▶ **OBJECTIF 1**
Reproduisez mot pour mot le passage de l'extrait sur la proposition de loi examinée au Sénat qui va de « Enfin, je vous » jusqu'à « loi telle qu'amendée. ».

━━ TEXTE FOURNI ━━

Enfin, je vous informe que la commission s'est à nouveau réunie cet après-midi à la suite des remarques formulées, par les services législatifs et juridiques du Sénat, sur les amendements déposés. Il s'agissait d'une remarque, purement technique, en ce qui concerne la définition du volontaire de guerre - puisque celle-ci ne figure dans aucune loi - en faisant référence à l'arrêté royal du 4 décembre 1974 et de la correction d'une erreur de traduction.

La commission a approuvé, à l'unanimité de ses membres, la proposition de loi telle qu'amendée.

Mme Marie-Hélène Crombé-Berton (MR). - Sans tomber dans la démagogie la plus primaire, je voudrais rappeler l'importance de cette proposition, notamment parce qu'elle vise des services rendus, dans le plus grand désintéressement, à la Nation. Nous ne pouvons l'oublier.

━━━
━━ ENTRÉES FOURNIES ━━

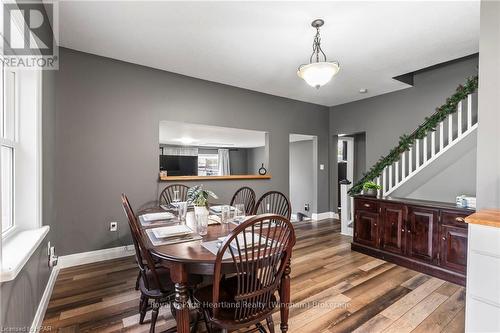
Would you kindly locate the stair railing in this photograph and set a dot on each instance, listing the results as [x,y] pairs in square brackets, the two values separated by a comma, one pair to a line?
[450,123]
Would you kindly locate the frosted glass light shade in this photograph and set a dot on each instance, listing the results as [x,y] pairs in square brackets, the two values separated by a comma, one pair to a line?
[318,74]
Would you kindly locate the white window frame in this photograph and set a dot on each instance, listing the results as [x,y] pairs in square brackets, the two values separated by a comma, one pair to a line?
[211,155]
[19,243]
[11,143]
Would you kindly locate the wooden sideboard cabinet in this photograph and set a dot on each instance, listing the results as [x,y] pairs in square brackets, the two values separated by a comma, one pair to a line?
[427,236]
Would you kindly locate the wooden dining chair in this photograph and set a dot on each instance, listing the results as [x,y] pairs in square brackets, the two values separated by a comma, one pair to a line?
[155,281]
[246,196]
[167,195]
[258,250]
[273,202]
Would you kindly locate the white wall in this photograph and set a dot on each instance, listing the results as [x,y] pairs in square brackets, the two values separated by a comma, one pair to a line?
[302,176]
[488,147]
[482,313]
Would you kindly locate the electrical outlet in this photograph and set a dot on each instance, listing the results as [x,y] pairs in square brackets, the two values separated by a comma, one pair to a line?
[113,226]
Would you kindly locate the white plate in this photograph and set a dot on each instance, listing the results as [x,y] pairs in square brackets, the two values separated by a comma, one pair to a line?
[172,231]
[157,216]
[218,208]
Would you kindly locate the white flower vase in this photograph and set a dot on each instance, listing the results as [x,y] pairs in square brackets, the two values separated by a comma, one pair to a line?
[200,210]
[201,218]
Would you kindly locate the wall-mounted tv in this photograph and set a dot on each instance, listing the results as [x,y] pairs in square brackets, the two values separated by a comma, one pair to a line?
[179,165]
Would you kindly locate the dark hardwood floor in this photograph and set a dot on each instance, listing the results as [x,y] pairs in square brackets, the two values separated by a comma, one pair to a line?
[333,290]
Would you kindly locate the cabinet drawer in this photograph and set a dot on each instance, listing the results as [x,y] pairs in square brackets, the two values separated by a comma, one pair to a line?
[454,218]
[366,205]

━━━
━━ ENTRÉES FOURNIES ━━

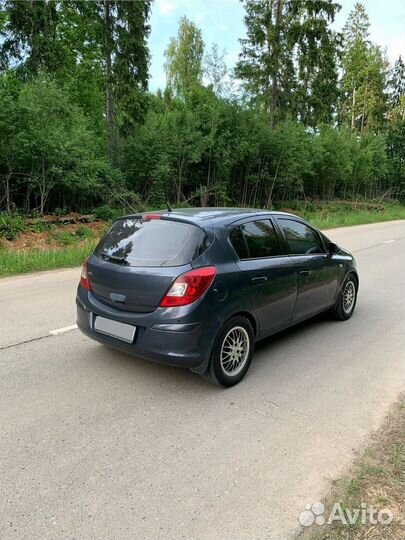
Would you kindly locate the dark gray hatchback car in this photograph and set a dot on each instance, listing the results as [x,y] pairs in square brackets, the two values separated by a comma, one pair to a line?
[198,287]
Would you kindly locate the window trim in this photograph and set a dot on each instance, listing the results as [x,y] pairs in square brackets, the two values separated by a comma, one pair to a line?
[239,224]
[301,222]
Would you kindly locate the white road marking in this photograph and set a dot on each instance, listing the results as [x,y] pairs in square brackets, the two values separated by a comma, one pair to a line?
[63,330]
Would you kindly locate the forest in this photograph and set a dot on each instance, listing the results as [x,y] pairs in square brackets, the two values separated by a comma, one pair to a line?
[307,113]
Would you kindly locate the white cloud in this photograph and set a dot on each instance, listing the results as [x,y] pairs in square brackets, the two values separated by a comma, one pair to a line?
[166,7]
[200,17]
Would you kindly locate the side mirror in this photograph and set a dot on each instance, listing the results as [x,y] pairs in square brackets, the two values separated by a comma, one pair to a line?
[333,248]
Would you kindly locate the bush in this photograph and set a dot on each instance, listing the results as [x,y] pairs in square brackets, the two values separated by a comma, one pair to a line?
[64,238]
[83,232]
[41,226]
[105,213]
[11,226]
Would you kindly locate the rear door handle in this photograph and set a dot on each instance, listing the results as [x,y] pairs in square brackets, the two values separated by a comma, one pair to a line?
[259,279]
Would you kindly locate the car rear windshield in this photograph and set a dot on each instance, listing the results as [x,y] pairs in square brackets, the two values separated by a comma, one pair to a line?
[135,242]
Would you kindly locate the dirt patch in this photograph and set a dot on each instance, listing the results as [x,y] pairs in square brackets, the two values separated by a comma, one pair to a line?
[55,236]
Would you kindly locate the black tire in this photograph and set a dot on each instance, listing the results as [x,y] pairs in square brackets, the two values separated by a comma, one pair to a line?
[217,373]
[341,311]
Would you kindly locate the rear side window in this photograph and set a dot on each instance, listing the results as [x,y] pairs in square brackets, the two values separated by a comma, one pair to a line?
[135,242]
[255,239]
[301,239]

━━━
━━ ENTRÉES FOURNIES ━━

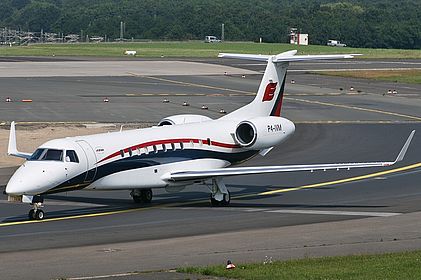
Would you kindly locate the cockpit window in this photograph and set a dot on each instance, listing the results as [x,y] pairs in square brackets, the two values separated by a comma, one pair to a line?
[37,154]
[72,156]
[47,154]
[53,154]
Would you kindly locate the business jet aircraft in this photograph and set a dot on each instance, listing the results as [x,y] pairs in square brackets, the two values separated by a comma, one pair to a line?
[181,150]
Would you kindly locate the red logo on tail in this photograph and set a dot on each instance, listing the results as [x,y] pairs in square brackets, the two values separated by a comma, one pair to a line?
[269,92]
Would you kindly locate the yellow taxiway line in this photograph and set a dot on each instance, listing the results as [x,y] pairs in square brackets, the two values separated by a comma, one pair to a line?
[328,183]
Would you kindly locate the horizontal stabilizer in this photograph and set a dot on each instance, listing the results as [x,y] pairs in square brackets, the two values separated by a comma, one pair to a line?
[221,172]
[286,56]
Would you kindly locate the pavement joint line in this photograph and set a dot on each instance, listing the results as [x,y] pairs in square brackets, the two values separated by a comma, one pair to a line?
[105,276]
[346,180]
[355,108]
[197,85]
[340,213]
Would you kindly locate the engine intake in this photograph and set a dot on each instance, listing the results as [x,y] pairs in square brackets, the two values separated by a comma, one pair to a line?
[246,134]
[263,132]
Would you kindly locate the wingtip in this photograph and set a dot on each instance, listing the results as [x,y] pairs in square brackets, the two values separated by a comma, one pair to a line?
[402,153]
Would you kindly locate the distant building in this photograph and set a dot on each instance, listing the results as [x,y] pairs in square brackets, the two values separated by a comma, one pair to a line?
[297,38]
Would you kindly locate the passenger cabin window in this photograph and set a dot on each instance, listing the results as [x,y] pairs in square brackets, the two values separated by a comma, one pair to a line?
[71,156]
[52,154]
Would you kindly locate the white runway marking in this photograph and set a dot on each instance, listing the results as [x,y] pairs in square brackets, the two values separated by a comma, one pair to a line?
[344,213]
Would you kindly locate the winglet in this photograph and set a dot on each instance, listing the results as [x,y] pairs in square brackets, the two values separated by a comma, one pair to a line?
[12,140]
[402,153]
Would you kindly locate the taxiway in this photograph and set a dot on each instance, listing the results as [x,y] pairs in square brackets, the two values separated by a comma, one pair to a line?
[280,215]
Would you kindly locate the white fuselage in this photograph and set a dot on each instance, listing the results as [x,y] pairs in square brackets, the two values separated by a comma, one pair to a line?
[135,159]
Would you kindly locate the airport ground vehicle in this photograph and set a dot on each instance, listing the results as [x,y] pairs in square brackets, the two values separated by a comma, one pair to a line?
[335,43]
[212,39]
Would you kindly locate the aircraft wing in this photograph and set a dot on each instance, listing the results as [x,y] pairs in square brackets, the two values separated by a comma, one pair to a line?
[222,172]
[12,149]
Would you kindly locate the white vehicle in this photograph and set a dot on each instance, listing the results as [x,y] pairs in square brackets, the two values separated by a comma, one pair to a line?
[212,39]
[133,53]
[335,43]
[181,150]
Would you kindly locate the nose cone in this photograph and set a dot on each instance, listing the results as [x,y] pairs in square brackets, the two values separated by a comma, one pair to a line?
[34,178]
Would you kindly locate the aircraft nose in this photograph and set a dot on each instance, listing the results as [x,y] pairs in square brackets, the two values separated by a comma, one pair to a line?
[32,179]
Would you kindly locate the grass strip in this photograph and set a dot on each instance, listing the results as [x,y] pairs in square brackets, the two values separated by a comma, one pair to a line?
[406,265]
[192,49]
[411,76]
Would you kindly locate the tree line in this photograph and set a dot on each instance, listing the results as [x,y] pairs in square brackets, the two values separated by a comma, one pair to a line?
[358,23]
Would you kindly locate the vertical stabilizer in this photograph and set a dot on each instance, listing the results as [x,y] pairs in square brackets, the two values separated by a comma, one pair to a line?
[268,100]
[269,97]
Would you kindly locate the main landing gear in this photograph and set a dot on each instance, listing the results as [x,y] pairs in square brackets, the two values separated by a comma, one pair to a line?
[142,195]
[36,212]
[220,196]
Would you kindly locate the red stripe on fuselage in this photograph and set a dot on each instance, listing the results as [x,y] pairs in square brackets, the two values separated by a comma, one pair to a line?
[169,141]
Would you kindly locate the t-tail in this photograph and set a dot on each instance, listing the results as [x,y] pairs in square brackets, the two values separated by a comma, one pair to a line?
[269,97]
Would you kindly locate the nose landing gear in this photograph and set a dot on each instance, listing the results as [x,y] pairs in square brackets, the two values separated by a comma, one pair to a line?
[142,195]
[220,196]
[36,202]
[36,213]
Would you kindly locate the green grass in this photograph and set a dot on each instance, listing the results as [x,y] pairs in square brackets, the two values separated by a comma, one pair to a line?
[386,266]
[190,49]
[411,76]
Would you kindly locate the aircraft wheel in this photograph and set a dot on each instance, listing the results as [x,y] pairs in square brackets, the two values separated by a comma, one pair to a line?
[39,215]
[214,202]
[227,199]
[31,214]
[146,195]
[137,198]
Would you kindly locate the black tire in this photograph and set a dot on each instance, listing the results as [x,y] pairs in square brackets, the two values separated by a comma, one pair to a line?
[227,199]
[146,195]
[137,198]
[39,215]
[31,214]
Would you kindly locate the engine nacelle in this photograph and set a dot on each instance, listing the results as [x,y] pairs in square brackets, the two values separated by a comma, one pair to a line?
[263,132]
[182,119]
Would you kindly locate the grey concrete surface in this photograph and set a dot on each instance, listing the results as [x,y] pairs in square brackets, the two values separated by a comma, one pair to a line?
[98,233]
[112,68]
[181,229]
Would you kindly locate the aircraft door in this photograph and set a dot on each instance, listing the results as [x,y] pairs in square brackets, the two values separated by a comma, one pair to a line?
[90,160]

━━━

▶ **OBJECTIF 2**
Ne gardez que les lignes des entrées où figure la chaîne « surface », en tenant compte des majuscules et des minuscules.

▶ **RÉPONSE RÉDIGÉE 1**
Enfin, je vous informe que la commission s'est à nouveau réunie cet après-midi à la suite des remarques formulées, par les services législatifs et juridiques du Sénat, sur les amendements déposés. Il s'agissait d'une remarque, purement technique, en ce qui concerne la définition du volontaire de guerre - puisque celle-ci ne figure dans aucune loi - en faisant référence à l'arrêté royal du 4 décembre 1974 et de la correction d'une erreur de traduction.

La commission a approuvé, à l'unanimité de ses membres, la proposition de loi telle qu'amendée.

▶ **RÉPONSE RÉDIGÉE 2**
Would you kindly locate the grey concrete surface in this photograph and set a dot on each instance, listing the results as [x,y] pairs in square brackets, the two values separated by a comma, one pair to a line?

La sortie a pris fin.